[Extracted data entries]
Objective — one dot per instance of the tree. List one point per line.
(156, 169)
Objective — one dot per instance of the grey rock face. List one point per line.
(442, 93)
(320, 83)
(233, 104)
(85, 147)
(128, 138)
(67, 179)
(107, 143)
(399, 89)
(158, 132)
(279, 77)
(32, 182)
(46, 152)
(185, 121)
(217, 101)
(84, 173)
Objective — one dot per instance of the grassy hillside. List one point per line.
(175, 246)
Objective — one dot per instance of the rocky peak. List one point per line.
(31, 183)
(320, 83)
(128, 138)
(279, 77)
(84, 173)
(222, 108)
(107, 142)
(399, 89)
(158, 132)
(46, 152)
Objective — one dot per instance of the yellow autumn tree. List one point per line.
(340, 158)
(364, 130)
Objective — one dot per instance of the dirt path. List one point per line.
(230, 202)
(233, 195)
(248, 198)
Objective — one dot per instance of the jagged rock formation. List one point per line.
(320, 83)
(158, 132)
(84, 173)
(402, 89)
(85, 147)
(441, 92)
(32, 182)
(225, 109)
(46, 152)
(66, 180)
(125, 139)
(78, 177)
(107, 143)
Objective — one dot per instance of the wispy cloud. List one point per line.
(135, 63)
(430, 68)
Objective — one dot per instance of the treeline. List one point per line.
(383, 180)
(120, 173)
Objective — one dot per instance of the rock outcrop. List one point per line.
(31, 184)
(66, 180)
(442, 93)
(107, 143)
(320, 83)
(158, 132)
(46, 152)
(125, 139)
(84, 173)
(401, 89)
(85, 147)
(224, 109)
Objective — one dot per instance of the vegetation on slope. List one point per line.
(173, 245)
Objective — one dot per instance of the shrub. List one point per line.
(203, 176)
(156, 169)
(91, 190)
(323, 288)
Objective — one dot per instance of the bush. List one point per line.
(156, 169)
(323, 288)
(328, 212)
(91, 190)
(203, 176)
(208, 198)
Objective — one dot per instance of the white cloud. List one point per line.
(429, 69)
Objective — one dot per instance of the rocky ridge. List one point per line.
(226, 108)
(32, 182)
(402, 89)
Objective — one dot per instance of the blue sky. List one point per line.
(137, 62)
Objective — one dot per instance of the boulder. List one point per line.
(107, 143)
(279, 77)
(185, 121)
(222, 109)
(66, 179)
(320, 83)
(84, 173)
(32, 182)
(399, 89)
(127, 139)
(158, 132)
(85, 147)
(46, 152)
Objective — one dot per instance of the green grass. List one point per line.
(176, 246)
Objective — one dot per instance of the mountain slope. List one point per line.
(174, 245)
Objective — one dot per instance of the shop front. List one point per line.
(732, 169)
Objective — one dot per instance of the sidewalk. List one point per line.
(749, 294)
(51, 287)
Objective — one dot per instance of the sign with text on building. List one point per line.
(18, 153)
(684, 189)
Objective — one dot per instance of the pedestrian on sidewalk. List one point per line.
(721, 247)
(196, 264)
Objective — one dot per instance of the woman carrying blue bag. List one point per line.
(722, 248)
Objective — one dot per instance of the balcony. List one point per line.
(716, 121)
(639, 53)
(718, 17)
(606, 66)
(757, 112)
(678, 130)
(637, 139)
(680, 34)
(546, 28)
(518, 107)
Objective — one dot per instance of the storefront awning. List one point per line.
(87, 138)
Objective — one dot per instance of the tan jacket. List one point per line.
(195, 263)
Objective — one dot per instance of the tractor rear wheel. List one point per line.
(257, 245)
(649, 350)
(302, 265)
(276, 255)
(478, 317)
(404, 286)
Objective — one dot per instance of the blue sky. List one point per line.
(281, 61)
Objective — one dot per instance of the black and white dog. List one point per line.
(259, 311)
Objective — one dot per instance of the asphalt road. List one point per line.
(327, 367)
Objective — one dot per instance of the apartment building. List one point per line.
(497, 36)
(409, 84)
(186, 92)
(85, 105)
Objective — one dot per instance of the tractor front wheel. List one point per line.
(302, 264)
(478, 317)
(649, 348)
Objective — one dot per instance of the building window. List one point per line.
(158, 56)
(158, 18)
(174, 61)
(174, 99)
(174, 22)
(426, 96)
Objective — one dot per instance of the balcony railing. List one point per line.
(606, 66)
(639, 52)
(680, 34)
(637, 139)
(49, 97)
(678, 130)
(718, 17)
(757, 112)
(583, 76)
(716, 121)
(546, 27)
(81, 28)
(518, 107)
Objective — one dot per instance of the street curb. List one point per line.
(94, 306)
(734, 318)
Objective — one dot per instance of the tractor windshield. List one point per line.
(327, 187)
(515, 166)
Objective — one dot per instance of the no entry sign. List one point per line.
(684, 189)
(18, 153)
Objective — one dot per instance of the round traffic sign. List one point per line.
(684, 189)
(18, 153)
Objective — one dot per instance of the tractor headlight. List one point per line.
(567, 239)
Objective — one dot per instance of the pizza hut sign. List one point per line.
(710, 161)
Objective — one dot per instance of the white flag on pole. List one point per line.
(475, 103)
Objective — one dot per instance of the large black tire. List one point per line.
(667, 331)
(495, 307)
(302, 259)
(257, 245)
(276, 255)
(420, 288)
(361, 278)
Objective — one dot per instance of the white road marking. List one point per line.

**Activity:** With the line containing "Objective — one dot per instance of the pizza" as the first and the last line of the data as the final one, copy every line between them exactly, those two included.

**Task result:**
Objective — one dot per instance of the pizza hut sign. List one point per line.
(710, 161)
Objective — one dot per instance of the white flag on pole. List one point per line.
(475, 103)
Objective — one dot per instance of the large black tire. List one point per line.
(667, 331)
(495, 307)
(302, 259)
(257, 245)
(276, 255)
(420, 288)
(361, 278)
Objective — one dot per instance of the white road marking. List one point per line.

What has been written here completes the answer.